# Exercise objective:
Copy out the records word for word, from the very start through the line containing "pixel 210 360", and leave the pictures out of your copy.
☆ ☆ ☆ ☆ ☆ ☆ ☆
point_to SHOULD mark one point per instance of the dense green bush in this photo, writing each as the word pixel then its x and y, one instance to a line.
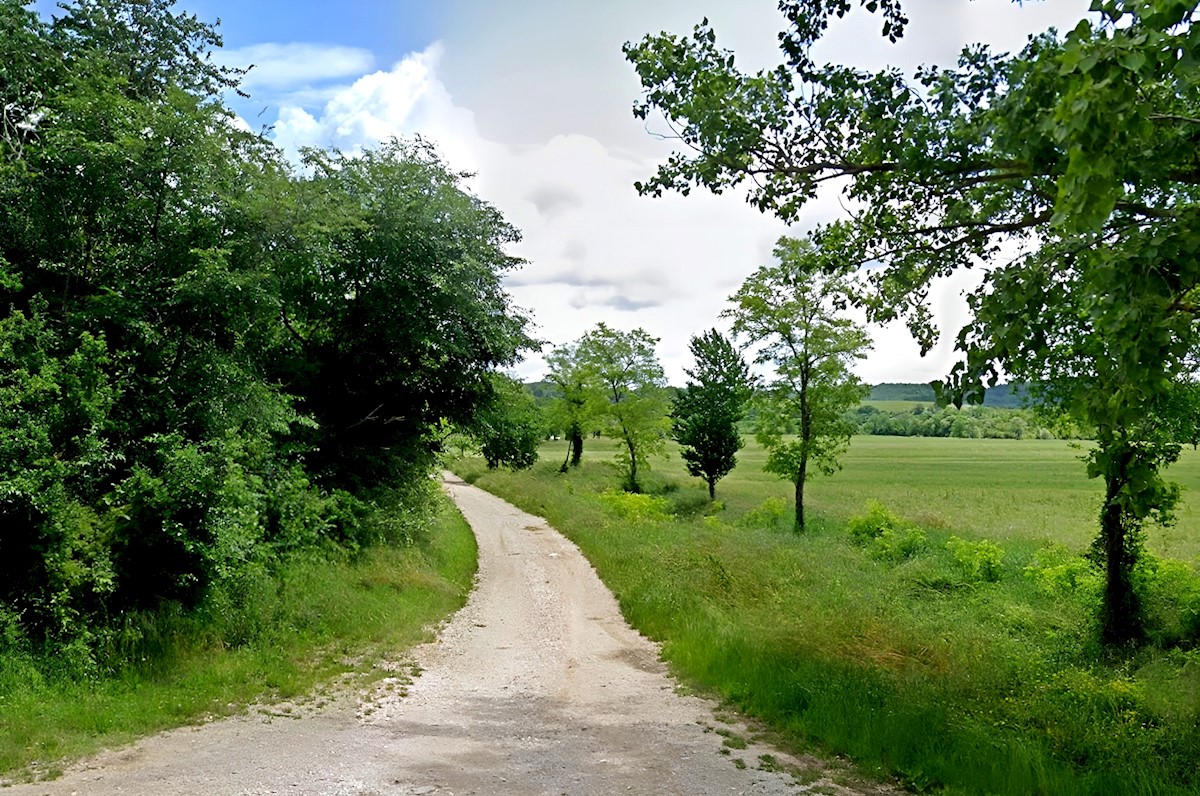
pixel 210 360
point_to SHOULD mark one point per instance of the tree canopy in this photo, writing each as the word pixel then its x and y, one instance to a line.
pixel 709 406
pixel 210 358
pixel 1068 169
pixel 625 367
pixel 793 312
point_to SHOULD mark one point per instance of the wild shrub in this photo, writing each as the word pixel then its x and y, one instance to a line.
pixel 979 561
pixel 1057 572
pixel 877 521
pixel 1170 600
pixel 897 545
pixel 886 536
pixel 767 514
pixel 636 507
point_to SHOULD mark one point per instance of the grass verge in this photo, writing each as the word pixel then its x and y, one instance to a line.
pixel 924 651
pixel 315 620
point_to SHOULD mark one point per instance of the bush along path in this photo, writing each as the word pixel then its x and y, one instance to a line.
pixel 538 686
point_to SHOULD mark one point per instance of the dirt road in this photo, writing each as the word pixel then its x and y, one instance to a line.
pixel 538 686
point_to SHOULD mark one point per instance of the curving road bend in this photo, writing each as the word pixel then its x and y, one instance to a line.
pixel 537 686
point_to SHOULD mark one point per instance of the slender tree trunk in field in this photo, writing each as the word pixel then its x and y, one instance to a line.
pixel 799 494
pixel 576 447
pixel 1121 621
pixel 634 486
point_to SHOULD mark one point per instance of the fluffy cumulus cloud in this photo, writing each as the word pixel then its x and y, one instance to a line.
pixel 594 250
pixel 275 66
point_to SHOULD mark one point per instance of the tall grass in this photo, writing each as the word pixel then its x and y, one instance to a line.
pixel 275 636
pixel 954 651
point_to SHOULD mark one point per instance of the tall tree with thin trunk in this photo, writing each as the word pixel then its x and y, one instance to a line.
pixel 579 400
pixel 708 408
pixel 625 365
pixel 791 311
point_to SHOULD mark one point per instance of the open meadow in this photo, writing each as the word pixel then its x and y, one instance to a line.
pixel 949 641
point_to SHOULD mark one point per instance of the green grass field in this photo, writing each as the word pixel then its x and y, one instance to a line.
pixel 951 665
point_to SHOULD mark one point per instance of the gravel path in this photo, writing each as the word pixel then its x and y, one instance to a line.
pixel 538 686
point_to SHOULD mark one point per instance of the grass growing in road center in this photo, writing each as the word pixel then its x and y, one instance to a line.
pixel 949 644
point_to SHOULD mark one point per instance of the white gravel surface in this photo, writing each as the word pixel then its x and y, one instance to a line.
pixel 538 686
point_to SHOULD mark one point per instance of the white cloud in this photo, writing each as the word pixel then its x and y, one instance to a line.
pixel 295 65
pixel 562 171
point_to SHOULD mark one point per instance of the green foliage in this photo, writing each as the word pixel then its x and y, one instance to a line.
pixel 509 426
pixel 879 520
pixel 211 363
pixel 885 534
pixel 790 311
pixel 979 561
pixel 637 508
pixel 625 369
pixel 905 668
pixel 1057 572
pixel 768 514
pixel 255 640
pixel 707 410
pixel 580 402
pixel 969 422
pixel 1066 167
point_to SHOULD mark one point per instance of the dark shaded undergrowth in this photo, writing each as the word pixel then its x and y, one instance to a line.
pixel 929 654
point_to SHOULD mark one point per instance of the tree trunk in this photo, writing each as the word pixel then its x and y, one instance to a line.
pixel 634 486
pixel 576 444
pixel 801 474
pixel 1121 611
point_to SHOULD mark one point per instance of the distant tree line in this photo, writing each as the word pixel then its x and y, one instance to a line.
pixel 971 423
pixel 1008 396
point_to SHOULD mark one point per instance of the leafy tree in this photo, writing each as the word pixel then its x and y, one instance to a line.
pixel 395 312
pixel 707 410
pixel 509 425
pixel 1069 168
pixel 627 367
pixel 791 311
pixel 202 349
pixel 579 401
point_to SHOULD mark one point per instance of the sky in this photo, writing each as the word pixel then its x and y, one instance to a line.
pixel 534 97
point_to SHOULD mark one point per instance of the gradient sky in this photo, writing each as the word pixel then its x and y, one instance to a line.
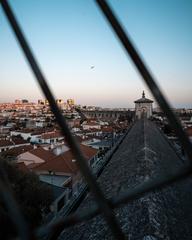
pixel 70 36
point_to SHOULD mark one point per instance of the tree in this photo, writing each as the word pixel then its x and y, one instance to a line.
pixel 32 196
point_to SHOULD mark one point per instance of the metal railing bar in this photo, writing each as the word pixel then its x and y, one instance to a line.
pixel 146 75
pixel 81 161
pixel 128 196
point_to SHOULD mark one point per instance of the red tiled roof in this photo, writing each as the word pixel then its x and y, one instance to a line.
pixel 64 163
pixel 42 153
pixel 15 151
pixel 18 141
pixel 51 135
pixel 21 166
pixel 4 143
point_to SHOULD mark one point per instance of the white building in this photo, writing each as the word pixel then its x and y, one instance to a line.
pixel 143 107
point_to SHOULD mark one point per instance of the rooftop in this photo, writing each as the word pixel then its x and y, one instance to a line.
pixel 145 153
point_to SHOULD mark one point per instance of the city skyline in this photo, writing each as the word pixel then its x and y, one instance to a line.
pixel 83 60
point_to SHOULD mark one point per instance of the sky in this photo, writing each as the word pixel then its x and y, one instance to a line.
pixel 82 59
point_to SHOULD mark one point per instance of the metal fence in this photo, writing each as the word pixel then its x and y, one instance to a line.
pixel 104 206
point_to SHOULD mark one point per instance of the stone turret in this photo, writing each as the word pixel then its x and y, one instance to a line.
pixel 143 107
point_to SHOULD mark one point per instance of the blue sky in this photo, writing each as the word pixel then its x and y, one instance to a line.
pixel 70 36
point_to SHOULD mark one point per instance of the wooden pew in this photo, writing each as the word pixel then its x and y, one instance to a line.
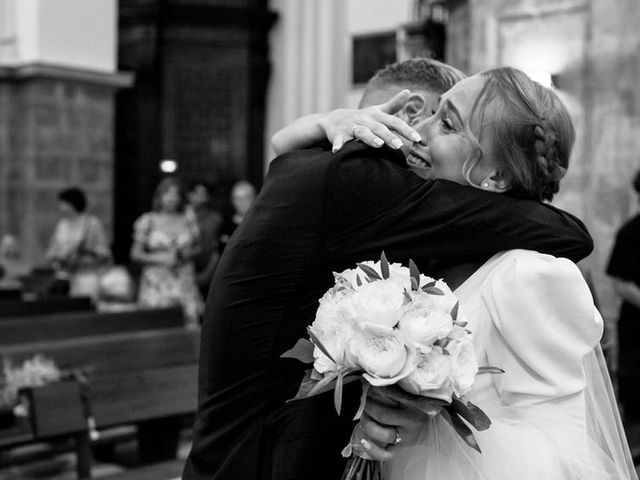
pixel 40 328
pixel 143 366
pixel 13 308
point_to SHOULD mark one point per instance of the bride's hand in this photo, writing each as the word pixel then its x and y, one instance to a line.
pixel 386 422
pixel 376 125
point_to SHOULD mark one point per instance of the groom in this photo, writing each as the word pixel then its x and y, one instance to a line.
pixel 318 213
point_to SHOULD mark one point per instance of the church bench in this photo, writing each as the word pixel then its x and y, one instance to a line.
pixel 143 372
pixel 15 307
pixel 60 326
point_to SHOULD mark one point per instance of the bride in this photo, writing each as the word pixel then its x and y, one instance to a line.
pixel 553 412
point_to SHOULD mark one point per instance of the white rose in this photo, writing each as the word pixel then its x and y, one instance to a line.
pixel 332 330
pixel 430 375
pixel 459 333
pixel 381 354
pixel 379 302
pixel 464 366
pixel 421 325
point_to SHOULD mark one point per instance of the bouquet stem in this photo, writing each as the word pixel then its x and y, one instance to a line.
pixel 359 468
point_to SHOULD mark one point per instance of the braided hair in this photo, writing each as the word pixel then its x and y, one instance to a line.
pixel 531 132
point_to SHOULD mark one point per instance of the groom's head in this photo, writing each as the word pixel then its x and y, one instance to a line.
pixel 426 78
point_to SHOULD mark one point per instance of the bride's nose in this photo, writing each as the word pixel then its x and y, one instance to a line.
pixel 425 128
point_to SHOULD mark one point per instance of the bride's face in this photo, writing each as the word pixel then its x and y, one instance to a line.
pixel 447 141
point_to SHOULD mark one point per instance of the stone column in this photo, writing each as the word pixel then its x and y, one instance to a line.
pixel 56 130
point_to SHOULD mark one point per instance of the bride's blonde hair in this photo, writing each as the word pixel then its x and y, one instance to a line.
pixel 531 135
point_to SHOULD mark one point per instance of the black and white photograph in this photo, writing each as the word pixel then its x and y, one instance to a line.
pixel 319 239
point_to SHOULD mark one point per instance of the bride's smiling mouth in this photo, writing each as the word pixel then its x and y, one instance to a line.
pixel 414 159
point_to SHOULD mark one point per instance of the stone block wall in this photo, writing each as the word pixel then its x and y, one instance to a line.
pixel 594 48
pixel 54 133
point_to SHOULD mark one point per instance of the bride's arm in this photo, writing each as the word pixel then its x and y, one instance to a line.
pixel 375 126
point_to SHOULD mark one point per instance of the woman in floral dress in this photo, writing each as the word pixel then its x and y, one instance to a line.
pixel 165 242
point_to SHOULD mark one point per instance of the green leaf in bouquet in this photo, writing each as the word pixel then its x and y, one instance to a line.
pixel 414 273
pixel 363 401
pixel 454 311
pixel 337 393
pixel 371 273
pixel 489 369
pixel 461 429
pixel 328 382
pixel 384 266
pixel 316 341
pixel 407 296
pixel 432 290
pixel 302 351
pixel 307 384
pixel 471 413
pixel 324 385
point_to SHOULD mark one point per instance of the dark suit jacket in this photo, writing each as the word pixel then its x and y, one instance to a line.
pixel 318 213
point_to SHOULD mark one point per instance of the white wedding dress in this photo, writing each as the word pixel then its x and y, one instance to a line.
pixel 553 412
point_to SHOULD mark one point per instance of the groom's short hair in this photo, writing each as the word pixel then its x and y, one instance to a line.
pixel 416 74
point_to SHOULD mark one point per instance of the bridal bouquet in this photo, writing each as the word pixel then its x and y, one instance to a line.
pixel 390 326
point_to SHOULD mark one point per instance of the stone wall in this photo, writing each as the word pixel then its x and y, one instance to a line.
pixel 54 132
pixel 593 49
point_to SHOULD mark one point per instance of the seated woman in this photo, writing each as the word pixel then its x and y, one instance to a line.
pixel 78 249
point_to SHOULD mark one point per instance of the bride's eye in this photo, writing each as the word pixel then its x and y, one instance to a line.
pixel 447 125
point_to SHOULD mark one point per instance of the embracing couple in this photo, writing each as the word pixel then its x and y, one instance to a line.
pixel 457 181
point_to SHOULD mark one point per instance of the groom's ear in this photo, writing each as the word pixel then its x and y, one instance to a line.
pixel 414 109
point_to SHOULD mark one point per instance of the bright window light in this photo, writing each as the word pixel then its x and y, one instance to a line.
pixel 168 166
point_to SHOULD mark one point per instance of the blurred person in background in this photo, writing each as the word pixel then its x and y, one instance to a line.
pixel 209 222
pixel 165 241
pixel 11 262
pixel 78 249
pixel 242 196
pixel 624 267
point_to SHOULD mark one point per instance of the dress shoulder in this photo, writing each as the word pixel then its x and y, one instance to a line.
pixel 546 322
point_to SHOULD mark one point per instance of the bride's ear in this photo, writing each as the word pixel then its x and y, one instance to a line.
pixel 414 108
pixel 496 182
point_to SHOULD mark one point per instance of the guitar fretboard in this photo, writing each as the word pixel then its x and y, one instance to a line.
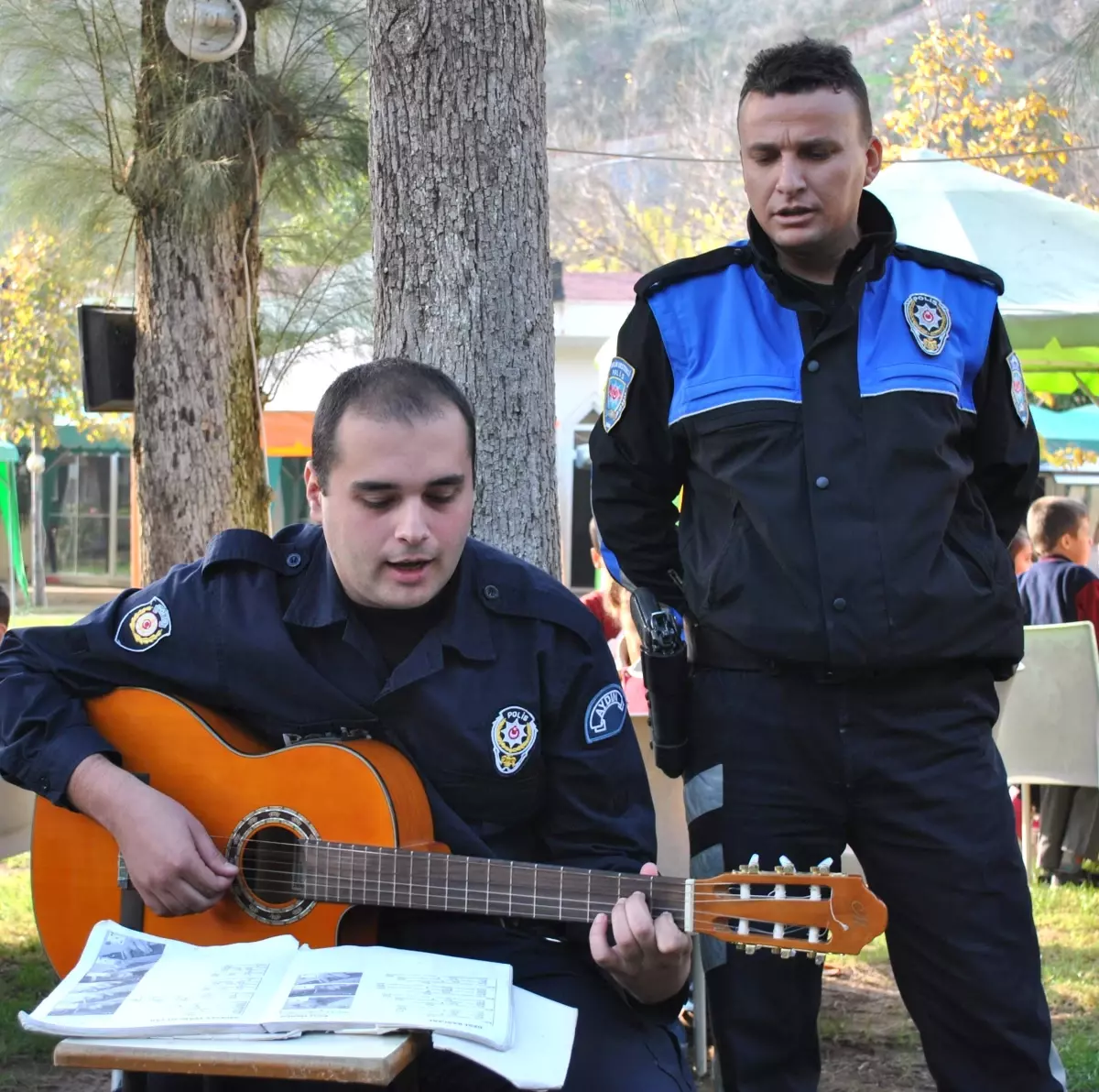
pixel 377 877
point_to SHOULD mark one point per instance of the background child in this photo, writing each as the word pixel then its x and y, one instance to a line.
pixel 604 603
pixel 1058 588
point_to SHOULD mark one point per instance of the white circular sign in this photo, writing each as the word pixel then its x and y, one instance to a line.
pixel 206 30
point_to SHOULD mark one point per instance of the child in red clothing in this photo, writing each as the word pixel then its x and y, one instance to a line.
pixel 604 603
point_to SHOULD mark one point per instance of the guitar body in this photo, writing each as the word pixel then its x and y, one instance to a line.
pixel 251 800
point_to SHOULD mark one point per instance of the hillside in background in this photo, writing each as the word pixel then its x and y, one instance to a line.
pixel 662 77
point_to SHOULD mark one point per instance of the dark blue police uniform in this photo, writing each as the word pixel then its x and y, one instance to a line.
pixel 262 630
pixel 853 459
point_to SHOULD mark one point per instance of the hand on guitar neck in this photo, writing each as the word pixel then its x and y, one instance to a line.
pixel 651 958
pixel 171 860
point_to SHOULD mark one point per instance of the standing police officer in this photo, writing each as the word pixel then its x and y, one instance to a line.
pixel 387 618
pixel 851 432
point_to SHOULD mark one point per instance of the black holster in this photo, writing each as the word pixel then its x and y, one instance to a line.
pixel 668 674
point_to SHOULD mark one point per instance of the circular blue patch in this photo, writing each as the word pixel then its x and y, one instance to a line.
pixel 607 713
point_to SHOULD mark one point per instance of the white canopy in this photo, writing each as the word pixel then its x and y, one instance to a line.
pixel 1045 248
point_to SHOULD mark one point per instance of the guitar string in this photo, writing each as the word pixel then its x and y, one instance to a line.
pixel 734 879
pixel 517 900
pixel 671 887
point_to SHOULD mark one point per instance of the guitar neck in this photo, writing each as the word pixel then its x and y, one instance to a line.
pixel 366 876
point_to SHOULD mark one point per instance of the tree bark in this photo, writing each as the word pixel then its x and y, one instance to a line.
pixel 461 240
pixel 198 423
pixel 198 440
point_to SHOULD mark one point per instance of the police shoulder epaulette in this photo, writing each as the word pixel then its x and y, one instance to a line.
pixel 253 548
pixel 510 586
pixel 556 606
pixel 935 261
pixel 696 267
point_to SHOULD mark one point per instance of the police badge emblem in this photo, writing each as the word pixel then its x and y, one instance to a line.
pixel 1019 388
pixel 618 386
pixel 144 626
pixel 930 322
pixel 514 735
pixel 605 714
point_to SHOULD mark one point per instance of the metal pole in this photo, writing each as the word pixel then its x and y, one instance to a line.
pixel 38 554
pixel 113 526
pixel 12 530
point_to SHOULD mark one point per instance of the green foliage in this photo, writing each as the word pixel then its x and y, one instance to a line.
pixel 103 118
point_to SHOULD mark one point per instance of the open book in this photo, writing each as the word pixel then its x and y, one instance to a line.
pixel 130 984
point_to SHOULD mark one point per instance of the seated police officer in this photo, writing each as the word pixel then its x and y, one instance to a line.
pixel 388 617
pixel 851 431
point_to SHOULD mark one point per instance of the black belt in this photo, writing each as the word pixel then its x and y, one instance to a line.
pixel 717 649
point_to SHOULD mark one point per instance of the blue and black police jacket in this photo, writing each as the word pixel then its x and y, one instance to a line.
pixel 262 630
pixel 853 459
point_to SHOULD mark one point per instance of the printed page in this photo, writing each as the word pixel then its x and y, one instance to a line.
pixel 388 988
pixel 541 1048
pixel 130 983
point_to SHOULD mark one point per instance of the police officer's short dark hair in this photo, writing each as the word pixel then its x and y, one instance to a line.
pixel 390 389
pixel 1050 518
pixel 803 66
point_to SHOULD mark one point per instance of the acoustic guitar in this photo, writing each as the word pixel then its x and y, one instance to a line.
pixel 323 828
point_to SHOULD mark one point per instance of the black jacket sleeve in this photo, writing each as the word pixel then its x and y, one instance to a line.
pixel 1006 453
pixel 637 467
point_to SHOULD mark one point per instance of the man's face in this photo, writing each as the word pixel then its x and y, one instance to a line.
pixel 398 506
pixel 806 159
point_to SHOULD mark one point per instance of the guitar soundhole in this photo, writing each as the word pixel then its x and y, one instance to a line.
pixel 269 860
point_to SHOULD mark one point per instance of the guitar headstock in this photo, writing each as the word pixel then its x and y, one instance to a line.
pixel 816 912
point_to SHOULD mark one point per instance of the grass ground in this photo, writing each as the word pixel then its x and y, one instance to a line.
pixel 867 1038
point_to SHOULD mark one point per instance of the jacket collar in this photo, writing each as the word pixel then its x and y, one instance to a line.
pixel 877 239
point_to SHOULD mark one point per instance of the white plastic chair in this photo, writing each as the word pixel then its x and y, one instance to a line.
pixel 1049 725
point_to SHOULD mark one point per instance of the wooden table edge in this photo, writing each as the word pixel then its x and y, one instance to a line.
pixel 91 1054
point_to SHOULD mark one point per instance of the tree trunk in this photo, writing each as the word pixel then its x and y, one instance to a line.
pixel 461 241
pixel 198 424
pixel 198 440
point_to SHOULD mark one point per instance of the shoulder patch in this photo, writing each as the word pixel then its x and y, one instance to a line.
pixel 697 267
pixel 619 377
pixel 144 626
pixel 1019 388
pixel 933 259
pixel 607 714
pixel 254 548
☆ ☆ ☆ ☆ ☆ ☆ ☆
# The result:
point_to SHOULD mark one point per instance of the dense green bush in this photo, writing each as the word pixel then its x and y, one instance to a line.
pixel 210 360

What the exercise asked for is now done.